→ Task inputs
□ □ □

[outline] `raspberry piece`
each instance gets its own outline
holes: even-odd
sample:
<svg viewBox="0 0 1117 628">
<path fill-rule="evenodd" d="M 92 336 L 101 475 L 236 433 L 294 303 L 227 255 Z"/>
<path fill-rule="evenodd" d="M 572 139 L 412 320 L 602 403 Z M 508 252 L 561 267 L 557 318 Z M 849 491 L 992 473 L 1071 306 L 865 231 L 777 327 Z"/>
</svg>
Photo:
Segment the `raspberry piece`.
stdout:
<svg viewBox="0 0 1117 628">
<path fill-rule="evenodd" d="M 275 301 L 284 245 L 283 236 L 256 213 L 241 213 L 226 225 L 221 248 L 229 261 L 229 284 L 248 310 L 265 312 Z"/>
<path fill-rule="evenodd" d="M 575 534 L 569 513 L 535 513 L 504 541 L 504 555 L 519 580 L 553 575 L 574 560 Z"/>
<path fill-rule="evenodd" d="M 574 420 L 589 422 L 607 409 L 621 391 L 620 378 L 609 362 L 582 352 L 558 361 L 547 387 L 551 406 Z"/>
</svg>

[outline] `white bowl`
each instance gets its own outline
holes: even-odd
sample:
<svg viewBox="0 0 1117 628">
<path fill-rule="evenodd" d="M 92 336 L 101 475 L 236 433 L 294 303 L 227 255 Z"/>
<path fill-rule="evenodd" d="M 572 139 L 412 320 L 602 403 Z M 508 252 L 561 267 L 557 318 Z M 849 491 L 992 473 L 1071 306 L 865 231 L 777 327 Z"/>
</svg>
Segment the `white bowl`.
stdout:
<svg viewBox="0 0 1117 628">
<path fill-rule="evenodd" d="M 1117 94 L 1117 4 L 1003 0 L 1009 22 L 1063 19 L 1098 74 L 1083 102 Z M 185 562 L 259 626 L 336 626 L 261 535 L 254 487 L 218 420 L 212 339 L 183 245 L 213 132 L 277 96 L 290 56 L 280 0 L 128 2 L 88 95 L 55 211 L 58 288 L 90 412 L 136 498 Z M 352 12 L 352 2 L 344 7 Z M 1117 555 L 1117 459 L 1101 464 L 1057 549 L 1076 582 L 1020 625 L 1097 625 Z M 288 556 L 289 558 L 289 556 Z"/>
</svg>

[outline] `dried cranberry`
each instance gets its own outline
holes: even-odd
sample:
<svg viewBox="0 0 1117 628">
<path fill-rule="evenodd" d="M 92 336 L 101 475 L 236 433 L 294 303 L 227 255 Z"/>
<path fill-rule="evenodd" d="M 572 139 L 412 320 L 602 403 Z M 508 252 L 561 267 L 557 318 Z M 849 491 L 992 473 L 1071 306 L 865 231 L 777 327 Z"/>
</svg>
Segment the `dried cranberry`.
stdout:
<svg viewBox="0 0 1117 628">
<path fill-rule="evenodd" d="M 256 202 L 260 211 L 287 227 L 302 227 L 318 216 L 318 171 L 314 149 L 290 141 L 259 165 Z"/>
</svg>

□ □ □

→ Written request
Copy all of the data above line for line, without changing anything.

→ Output for this exercise
[outline] `raspberry piece`
each instance gets its own outline
holes: even-odd
sample:
<svg viewBox="0 0 1117 628">
<path fill-rule="evenodd" d="M 92 336 L 101 475 L 236 433 L 294 303 L 227 255 Z"/>
<path fill-rule="evenodd" d="M 572 139 L 412 320 L 602 403 Z M 508 252 L 561 267 L 557 318 Z M 849 491 L 992 473 L 1071 306 L 865 231 L 777 327 Z"/>
</svg>
Photo:
Segment the `raspberry piece`.
stdout:
<svg viewBox="0 0 1117 628">
<path fill-rule="evenodd" d="M 275 301 L 284 245 L 283 236 L 256 213 L 241 213 L 226 225 L 221 248 L 229 261 L 229 284 L 248 310 L 265 312 Z"/>
<path fill-rule="evenodd" d="M 575 534 L 569 513 L 535 513 L 504 541 L 504 555 L 519 580 L 553 575 L 574 560 Z"/>
<path fill-rule="evenodd" d="M 574 420 L 589 422 L 607 409 L 621 391 L 620 378 L 609 362 L 582 352 L 558 361 L 547 387 L 551 406 Z"/>
</svg>

[outline] `white bowl`
each instance gets its own outline
holes: even-odd
sample:
<svg viewBox="0 0 1117 628">
<path fill-rule="evenodd" d="M 92 336 L 101 475 L 236 433 L 294 303 L 227 255 Z"/>
<path fill-rule="evenodd" d="M 572 139 L 412 320 L 602 403 Z M 508 252 L 561 267 L 557 318 Z M 849 491 L 992 473 L 1071 306 L 865 231 L 777 327 Z"/>
</svg>
Segment the `white bowl`.
stdout:
<svg viewBox="0 0 1117 628">
<path fill-rule="evenodd" d="M 1117 94 L 1117 4 L 1003 0 L 1009 22 L 1063 19 L 1098 74 L 1083 102 Z M 185 562 L 259 626 L 336 626 L 261 535 L 254 487 L 218 420 L 212 339 L 183 245 L 213 132 L 277 96 L 290 56 L 280 0 L 128 2 L 88 95 L 55 211 L 58 288 L 90 412 L 136 498 Z M 352 12 L 352 2 L 344 7 Z M 1117 555 L 1117 459 L 1101 464 L 1057 549 L 1076 582 L 1020 625 L 1097 625 Z M 288 556 L 289 558 L 289 556 Z"/>
</svg>

[outline] `dried cranberry`
each instance gets its own outline
holes: even-odd
sample:
<svg viewBox="0 0 1117 628">
<path fill-rule="evenodd" d="M 92 336 L 101 475 L 236 433 L 294 303 L 227 255 Z"/>
<path fill-rule="evenodd" d="M 572 139 L 412 320 L 602 403 Z M 508 252 L 561 267 L 557 318 Z M 849 491 L 992 473 L 1071 306 L 865 231 L 777 327 Z"/>
</svg>
Segment the `dried cranberry`.
stdout:
<svg viewBox="0 0 1117 628">
<path fill-rule="evenodd" d="M 256 202 L 260 211 L 287 227 L 302 227 L 318 216 L 318 171 L 314 149 L 290 141 L 259 165 Z"/>
</svg>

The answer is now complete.